DATA EXCERPTS:
--- START ---

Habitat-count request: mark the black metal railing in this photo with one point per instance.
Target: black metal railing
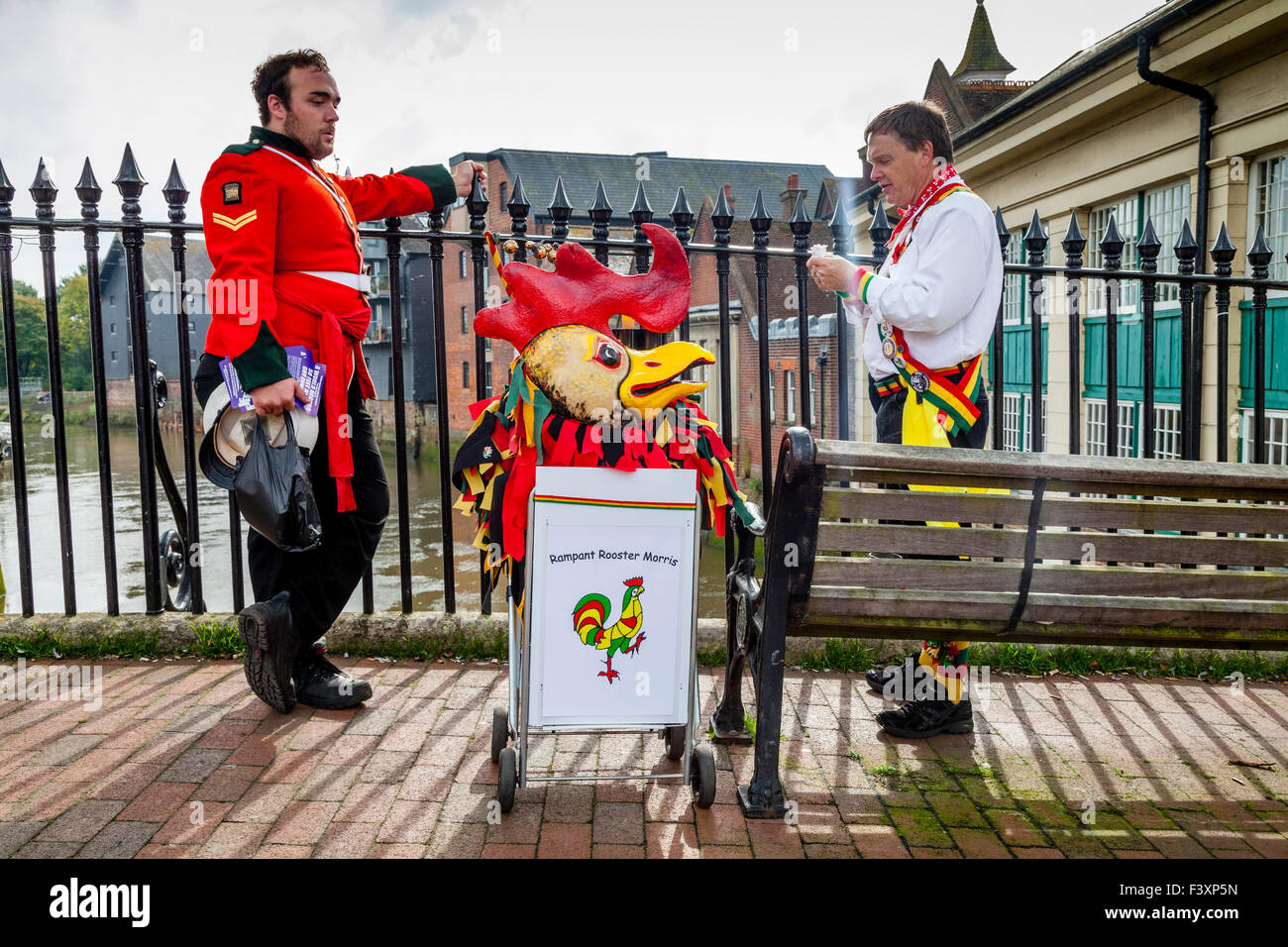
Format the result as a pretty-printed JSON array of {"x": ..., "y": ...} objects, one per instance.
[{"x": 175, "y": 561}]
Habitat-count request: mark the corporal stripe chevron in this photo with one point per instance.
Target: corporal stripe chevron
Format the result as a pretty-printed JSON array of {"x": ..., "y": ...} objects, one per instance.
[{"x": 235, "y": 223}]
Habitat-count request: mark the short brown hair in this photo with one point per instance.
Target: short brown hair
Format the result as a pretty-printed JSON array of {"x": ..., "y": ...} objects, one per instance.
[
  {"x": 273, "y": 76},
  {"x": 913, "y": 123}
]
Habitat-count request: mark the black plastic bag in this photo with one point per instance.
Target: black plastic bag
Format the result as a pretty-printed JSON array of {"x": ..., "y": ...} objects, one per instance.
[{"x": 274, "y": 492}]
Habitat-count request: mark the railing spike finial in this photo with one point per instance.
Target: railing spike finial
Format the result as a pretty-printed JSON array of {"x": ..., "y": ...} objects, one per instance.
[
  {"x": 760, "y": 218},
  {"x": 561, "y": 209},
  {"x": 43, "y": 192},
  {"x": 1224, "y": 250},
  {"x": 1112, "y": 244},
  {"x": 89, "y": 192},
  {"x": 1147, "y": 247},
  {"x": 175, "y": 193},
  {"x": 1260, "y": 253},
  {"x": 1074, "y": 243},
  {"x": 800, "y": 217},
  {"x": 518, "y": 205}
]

--- END ---

WHAT IS EXPECTED: Every line above between the one containing "Target: black metal railing" and the one containing "Target: short brown hair", those two included, is to be printed exactly. No pictures go into the copy.

WRITTEN SOLUTION:
Target: black metal railing
Format the result as a pretty-printed JSON array of {"x": ..., "y": ...} objects, one per instance.
[{"x": 175, "y": 561}]
Habitat-count request: mark the corporal stripe chevron in this photo with one point per instance.
Target: corporal stripe chevron
Format the result as a pretty-printed JSON array of {"x": ..., "y": ...} objects, one per instance.
[{"x": 235, "y": 223}]
Habitat-count request: mark the short brown hair in this photo with one point per instance.
Target: short brown hair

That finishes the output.